**Information shown**
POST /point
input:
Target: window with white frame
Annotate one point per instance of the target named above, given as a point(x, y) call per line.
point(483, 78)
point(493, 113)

**Your objective**
Write out all the records above again, exactly as they stand.

**Problem solution**
POST /point
input:
Target: window with white frame
Annotate one point per instance of the target named above, given as a point(x, y) call per line.
point(483, 78)
point(493, 113)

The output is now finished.